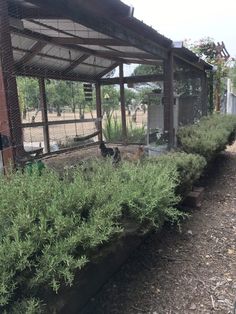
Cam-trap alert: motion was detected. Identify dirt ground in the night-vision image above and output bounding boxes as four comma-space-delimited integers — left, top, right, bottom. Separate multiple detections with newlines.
44, 144, 139, 173
76, 143, 236, 314
23, 111, 147, 146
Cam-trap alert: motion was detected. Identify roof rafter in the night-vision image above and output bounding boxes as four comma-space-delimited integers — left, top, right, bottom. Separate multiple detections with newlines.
53, 37, 129, 46
11, 27, 125, 63
25, 0, 167, 59
17, 41, 47, 64
15, 65, 95, 83
96, 62, 120, 80
63, 54, 90, 74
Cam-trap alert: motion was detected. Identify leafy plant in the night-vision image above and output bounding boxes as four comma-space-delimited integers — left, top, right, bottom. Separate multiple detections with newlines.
177, 114, 236, 161
151, 152, 206, 198
0, 161, 182, 314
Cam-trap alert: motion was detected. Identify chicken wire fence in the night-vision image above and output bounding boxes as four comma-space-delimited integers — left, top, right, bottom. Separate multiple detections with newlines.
0, 0, 208, 162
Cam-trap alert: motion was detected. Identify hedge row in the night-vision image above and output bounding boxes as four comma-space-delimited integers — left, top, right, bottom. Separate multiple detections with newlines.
0, 161, 182, 314
177, 114, 236, 162
0, 116, 236, 314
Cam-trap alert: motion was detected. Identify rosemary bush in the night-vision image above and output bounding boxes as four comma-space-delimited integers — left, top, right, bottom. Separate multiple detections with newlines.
0, 161, 182, 314
177, 114, 236, 161
151, 152, 207, 198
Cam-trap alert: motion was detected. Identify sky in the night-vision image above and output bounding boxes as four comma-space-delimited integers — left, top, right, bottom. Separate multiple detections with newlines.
122, 0, 236, 57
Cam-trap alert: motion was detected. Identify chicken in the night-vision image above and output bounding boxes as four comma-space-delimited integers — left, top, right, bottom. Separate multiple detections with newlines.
99, 141, 114, 158
123, 146, 145, 161
112, 147, 121, 166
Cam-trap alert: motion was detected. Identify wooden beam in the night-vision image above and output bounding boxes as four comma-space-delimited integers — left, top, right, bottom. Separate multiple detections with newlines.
100, 74, 164, 85
0, 0, 24, 166
63, 54, 90, 74
11, 27, 123, 63
15, 65, 95, 83
173, 53, 205, 72
39, 78, 50, 154
95, 82, 102, 141
119, 64, 127, 142
16, 41, 47, 65
53, 37, 129, 46
8, 2, 62, 20
96, 62, 119, 80
25, 0, 167, 59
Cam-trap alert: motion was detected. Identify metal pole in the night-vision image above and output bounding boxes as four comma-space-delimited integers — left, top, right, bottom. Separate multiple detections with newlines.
95, 82, 102, 141
39, 78, 50, 153
119, 64, 127, 142
164, 51, 174, 148
201, 72, 208, 116
0, 0, 24, 167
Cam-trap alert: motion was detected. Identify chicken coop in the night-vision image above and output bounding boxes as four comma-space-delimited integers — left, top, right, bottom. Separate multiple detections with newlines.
0, 0, 211, 172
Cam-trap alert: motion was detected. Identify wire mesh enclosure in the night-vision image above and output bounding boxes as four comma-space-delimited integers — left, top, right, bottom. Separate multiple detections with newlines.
0, 0, 211, 169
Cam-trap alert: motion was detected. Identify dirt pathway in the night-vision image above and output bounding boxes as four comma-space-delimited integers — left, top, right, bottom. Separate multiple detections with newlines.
83, 143, 236, 314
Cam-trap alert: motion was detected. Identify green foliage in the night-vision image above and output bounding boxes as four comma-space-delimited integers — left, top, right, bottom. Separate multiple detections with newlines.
229, 62, 236, 91
102, 85, 120, 113
152, 152, 206, 197
177, 114, 236, 161
119, 162, 182, 228
103, 115, 145, 143
0, 161, 181, 314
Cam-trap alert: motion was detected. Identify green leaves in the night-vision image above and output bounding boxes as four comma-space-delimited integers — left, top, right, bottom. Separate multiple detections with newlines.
0, 160, 186, 314
177, 114, 236, 161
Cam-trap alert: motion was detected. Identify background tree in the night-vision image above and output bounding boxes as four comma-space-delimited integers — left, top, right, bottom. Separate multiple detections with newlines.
190, 37, 229, 111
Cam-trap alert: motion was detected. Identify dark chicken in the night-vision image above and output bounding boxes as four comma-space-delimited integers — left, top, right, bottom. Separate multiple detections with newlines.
99, 141, 114, 157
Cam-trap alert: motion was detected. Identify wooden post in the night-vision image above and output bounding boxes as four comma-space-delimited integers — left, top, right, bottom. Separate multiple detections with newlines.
95, 82, 102, 142
119, 64, 127, 142
39, 78, 50, 153
164, 51, 174, 148
0, 0, 24, 167
201, 72, 208, 116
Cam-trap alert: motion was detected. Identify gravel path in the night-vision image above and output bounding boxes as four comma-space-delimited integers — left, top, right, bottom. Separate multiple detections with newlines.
83, 143, 236, 314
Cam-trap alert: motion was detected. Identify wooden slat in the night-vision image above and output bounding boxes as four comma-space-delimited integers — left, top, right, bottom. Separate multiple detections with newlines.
25, 0, 167, 59
63, 54, 90, 74
17, 41, 47, 64
53, 37, 129, 46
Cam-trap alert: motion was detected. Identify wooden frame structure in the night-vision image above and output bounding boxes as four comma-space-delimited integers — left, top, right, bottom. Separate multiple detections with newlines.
0, 0, 211, 168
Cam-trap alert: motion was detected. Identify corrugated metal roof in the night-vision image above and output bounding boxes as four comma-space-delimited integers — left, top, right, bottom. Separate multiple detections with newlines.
8, 0, 213, 79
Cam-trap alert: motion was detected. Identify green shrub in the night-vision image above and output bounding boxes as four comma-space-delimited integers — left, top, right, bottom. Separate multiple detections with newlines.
177, 114, 236, 161
0, 161, 182, 314
150, 152, 206, 197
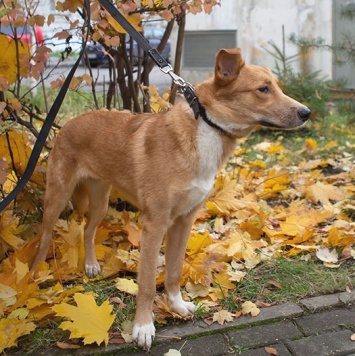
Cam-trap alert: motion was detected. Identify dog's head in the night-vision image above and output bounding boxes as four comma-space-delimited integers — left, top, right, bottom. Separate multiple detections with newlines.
196, 49, 311, 136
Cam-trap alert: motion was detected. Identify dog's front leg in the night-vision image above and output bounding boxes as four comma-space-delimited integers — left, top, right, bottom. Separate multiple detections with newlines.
132, 219, 166, 351
165, 208, 197, 317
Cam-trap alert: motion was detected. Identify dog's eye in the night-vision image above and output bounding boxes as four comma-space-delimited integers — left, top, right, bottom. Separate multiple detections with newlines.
258, 85, 271, 94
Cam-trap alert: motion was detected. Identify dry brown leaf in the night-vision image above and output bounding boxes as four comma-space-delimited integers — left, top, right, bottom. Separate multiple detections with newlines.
264, 346, 278, 356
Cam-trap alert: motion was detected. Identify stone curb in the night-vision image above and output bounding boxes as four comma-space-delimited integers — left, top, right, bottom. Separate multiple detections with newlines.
38, 291, 355, 356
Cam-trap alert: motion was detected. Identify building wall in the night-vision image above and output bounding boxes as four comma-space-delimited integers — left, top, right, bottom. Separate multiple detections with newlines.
182, 0, 332, 85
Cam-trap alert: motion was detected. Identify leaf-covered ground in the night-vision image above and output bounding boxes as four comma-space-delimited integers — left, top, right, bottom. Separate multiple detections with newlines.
0, 115, 355, 351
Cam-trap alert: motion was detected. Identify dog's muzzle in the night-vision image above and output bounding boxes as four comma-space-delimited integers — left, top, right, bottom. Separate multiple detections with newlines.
297, 107, 312, 122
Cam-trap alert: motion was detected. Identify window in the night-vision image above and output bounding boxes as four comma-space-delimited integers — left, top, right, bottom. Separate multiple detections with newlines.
183, 30, 237, 70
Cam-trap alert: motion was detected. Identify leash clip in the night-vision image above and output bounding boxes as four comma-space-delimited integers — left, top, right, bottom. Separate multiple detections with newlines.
160, 64, 200, 120
160, 64, 188, 88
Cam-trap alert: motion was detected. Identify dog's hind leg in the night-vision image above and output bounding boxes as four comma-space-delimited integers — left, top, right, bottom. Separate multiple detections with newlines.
81, 178, 111, 278
165, 209, 197, 316
132, 214, 168, 351
31, 162, 76, 271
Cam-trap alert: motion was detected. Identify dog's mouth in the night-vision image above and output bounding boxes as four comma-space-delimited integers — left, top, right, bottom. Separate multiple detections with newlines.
259, 120, 283, 129
259, 119, 307, 130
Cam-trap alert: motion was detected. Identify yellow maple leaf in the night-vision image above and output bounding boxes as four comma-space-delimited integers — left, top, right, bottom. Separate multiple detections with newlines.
242, 301, 260, 316
0, 283, 17, 306
213, 271, 235, 290
213, 310, 233, 325
206, 179, 243, 215
182, 252, 225, 286
186, 231, 213, 256
266, 143, 284, 153
115, 278, 138, 295
305, 138, 318, 151
52, 293, 115, 346
306, 182, 346, 205
0, 318, 36, 352
0, 34, 30, 85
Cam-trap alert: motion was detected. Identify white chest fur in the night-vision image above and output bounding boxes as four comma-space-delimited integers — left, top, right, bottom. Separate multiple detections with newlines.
188, 120, 223, 210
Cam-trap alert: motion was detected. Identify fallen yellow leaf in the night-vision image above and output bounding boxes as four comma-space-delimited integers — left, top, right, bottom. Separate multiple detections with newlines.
52, 293, 115, 346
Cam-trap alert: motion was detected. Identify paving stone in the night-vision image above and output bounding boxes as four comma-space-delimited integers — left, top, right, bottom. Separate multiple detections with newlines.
157, 303, 304, 340
285, 328, 355, 356
227, 321, 303, 348
296, 307, 355, 336
300, 291, 355, 311
339, 291, 355, 304
149, 334, 229, 356
238, 344, 292, 356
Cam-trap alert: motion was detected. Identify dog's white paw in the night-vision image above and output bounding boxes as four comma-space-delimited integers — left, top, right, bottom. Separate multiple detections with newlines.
168, 293, 196, 317
85, 262, 101, 278
132, 322, 155, 351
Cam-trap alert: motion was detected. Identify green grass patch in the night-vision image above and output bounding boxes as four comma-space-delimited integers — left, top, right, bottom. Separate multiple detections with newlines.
222, 257, 355, 310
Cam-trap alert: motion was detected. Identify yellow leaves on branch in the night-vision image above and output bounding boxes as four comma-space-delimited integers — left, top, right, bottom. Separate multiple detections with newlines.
53, 293, 115, 346
0, 34, 30, 85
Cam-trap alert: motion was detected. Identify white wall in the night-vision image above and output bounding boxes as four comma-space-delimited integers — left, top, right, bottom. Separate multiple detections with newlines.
186, 0, 332, 78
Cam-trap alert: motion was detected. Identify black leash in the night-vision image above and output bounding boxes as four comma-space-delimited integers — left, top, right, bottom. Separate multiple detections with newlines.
0, 0, 229, 212
99, 0, 201, 119
0, 0, 90, 212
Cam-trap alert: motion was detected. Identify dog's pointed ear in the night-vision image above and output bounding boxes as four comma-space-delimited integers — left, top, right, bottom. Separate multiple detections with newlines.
214, 48, 245, 85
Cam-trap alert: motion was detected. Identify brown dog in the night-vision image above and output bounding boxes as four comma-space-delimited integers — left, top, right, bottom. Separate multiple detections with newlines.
32, 49, 310, 350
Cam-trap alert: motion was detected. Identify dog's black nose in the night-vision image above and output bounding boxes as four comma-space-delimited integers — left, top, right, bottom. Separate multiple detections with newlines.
297, 107, 311, 122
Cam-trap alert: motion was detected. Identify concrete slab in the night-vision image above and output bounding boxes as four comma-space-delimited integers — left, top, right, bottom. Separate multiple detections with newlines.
238, 344, 292, 356
285, 328, 355, 356
227, 321, 303, 348
300, 293, 342, 311
296, 307, 355, 336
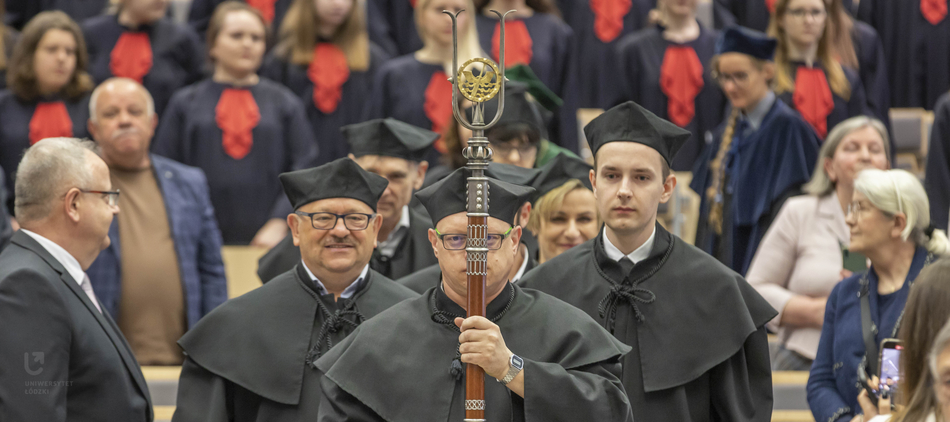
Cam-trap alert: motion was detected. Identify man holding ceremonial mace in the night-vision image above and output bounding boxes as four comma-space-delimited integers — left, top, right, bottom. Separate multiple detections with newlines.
317, 12, 632, 422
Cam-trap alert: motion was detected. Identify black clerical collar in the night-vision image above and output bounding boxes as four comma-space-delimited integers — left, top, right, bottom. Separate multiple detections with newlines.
435, 277, 514, 321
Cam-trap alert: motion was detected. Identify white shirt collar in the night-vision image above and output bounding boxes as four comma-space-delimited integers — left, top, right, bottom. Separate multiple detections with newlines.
300, 259, 369, 299
20, 228, 86, 286
511, 244, 531, 283
603, 226, 656, 264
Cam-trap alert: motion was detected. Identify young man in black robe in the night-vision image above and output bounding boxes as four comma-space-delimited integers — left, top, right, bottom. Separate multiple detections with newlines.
519, 102, 776, 422
317, 169, 632, 422
257, 119, 439, 283
172, 158, 416, 422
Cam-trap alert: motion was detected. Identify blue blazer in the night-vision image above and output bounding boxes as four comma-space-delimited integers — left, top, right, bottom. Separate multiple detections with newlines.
86, 155, 228, 328
806, 246, 933, 422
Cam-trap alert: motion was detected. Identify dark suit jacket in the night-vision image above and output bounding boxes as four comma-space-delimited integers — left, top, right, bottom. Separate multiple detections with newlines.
86, 155, 228, 328
0, 232, 154, 422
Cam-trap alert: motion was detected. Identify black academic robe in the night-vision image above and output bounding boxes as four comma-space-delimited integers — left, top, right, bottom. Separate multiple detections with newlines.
82, 15, 206, 116
260, 44, 388, 165
317, 284, 633, 422
778, 62, 870, 136
519, 224, 776, 422
188, 0, 294, 41
172, 265, 418, 422
616, 25, 726, 171
689, 99, 820, 274
858, 0, 950, 110
557, 0, 656, 110
257, 207, 438, 282
475, 13, 580, 153
0, 90, 89, 215
152, 78, 317, 244
924, 93, 950, 230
++++++
* Task requirements: Retype the lines of the records starting at the one containing "Cam-trap alert: motion was detected. Identify dog's front" and ending at the one containing "182, 0, 332, 85", copying them exactly and giving nothing else.

* Expected answer:
Cam-trap alert: motion was detected. Identify dog's front leg in the night-vision image above and output bounding boxes as four comma-space-delimited integers — left, top, right, bottom. Separate multiple detections with newlines.
132, 219, 166, 351
165, 208, 197, 317
Cam-trap alert: motion was detected. Identify dog's eye in the night-vision image above and output bounding boxes as four comma-space-delimited integers — left, top, right, bottom. Separate multiple detections with newlines.
258, 85, 271, 94
Cam-trap alert: motion was detected. Identify dry brown leaf in the night-vision image above and output bounding boxes as four comma-space-delimited integers — left, top, right, bottom. Separate multiple detections with newlines.
264, 346, 278, 356
Cam-trap alert: motion was detected. Identify stone curb in the night-vision image above and output bounding boxes as four comma-space-delimited integers — left, top, right, bottom. Separate multiple detections with newlines.
38, 291, 355, 356
Cam-trap alert: motion was detected. Identify building wall in the night-vision image above and output bounding boxes as four comma-space-delimited integers — left, top, right, bottom. Separate multiple detections with newlines.
182, 0, 332, 85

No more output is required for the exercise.